**DOCUMENT SEGMENT**
# # # #
I can remember weekends when I was very little: my Dad would unfold his long, stork-like legs from the white formica kitchen table, stand and stretch, then announce to my mother and I that he thought it was "time for a little drive." This was always great, great news for me.
We'd rush (at least, I remember that I rushed) to get ready for this Big Adventure. Always on a Sunday afternoon (in lieu of the Sunday Nap). Hair brushed, shoes on, I always had to bring my doll with me - and sometimes, I got to bring along Sammy, our little dog, too. So exciting!!!
The three of us would pile into the car - a big, big 1960s Chevy - and since this was the time before car seats, I was free to play in the huge back seat - leaning over into the front to talk to my parents, sliding from one side to the other to look out the windows. Dancing with the dog when he wasn't claiming a window of his own, drool ribbons forming in the wind, on the outside of the car door ....
And we'd go to such fascinating places. Seguin. Floresville. New Braunfels. At some point, my dad would drive us through a Dairy Queen for ice cream, and I still think of him every time I drive past a DQ. He would've loved a Blizzard, I'm sure.
We'd bring back treats for dinner, too. Sausage from New Braunfels. In season, there would be watermelons from Luling or strawberries from Poteet. Pecans from somewhere. My mother would chat about the different ways she could prepare these treats that evening, as we rode along the Farm to Market roads.
# # # #
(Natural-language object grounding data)

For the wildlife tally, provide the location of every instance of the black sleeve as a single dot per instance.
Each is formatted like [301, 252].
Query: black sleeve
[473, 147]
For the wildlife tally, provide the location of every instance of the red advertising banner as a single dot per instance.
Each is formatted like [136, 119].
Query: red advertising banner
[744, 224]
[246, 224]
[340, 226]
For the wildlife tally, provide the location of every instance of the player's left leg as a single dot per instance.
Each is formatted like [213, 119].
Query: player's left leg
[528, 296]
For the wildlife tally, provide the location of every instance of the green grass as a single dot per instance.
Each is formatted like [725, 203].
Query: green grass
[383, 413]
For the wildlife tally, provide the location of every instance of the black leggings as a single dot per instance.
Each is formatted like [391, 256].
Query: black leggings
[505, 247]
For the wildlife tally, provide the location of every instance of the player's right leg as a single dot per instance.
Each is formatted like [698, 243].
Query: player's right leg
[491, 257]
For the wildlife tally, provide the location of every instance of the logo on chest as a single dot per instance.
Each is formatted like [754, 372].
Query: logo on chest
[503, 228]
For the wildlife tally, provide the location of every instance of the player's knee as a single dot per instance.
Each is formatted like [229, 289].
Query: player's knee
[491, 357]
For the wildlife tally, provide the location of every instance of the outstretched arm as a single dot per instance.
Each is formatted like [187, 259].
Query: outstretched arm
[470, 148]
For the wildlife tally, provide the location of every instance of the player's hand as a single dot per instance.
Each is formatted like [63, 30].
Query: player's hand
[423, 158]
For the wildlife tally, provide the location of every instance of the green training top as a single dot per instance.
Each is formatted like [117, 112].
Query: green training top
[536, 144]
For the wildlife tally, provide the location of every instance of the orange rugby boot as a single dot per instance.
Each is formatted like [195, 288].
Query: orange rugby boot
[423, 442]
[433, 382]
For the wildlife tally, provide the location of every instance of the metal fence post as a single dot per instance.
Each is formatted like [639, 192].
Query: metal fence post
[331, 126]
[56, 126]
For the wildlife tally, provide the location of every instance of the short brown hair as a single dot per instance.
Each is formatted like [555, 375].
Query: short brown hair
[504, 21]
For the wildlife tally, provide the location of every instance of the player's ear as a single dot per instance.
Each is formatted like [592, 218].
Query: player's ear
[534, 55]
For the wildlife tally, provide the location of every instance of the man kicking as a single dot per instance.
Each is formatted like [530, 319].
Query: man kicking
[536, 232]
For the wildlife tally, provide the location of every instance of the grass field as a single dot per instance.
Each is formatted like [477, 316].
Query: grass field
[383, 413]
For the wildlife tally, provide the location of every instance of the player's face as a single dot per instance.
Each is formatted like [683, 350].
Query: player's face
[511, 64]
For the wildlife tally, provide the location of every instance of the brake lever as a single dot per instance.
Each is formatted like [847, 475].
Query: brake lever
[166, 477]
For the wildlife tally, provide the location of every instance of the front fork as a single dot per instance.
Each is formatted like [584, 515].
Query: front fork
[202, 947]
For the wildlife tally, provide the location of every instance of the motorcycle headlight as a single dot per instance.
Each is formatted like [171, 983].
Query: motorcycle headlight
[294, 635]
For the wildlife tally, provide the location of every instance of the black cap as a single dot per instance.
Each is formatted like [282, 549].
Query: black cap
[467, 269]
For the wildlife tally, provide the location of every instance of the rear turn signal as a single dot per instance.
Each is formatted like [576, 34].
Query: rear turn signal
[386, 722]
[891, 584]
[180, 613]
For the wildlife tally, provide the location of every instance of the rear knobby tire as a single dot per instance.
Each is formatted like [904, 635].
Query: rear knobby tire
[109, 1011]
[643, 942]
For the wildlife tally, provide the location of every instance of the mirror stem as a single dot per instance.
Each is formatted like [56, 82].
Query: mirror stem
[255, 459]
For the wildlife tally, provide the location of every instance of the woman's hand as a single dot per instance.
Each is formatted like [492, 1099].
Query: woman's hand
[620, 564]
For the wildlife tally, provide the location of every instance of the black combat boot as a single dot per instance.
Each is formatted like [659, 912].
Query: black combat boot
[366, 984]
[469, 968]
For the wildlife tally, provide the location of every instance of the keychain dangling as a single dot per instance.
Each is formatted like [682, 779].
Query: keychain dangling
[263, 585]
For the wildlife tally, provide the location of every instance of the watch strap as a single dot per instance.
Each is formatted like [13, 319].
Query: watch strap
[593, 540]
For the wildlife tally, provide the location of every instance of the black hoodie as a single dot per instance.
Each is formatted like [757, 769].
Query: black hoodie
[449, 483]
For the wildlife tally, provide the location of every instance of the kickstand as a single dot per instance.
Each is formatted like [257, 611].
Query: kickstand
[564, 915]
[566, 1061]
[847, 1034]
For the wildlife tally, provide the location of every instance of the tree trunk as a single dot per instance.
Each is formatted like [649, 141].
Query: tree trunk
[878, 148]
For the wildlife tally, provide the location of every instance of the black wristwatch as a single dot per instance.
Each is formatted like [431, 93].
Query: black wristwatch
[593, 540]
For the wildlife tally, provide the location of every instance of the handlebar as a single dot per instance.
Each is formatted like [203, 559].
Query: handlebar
# # # #
**PARTS OF THE EXERCISE**
1 > In the memoir of childhood Sunday drives, where did the strawberries come from when they were in season?
2 > Write the next part of the memoir of childhood Sunday drives, picking up after its last sentence.

**TASK RESPONSES**
1 > Poteet

2 >
She was happy. So was my dad. So was I. We were a family on a Sunday Drive.
It was the best of family times for us. It didn't cost much money, which may have been one of my dad's goals - though I never knew that. My dad was suffering from terminal cancer during many of those rides, and I never knew that either - though I did notice that he was losing his hair (chemo) and that we stopped getting ice cream (he couldn't tolerate dairy) after awhile.
Today, gas prices are high and schedules are tight. Still, there's so much to be said for the family piling into the car and driving down roads you've never seen before: talking and laughing and listening to music on the radio. Stopping at roadside stands to buy farmer's produce. Stopping to read those historical markers.
It's a simple thing, the Sunday Drive. Take one this week.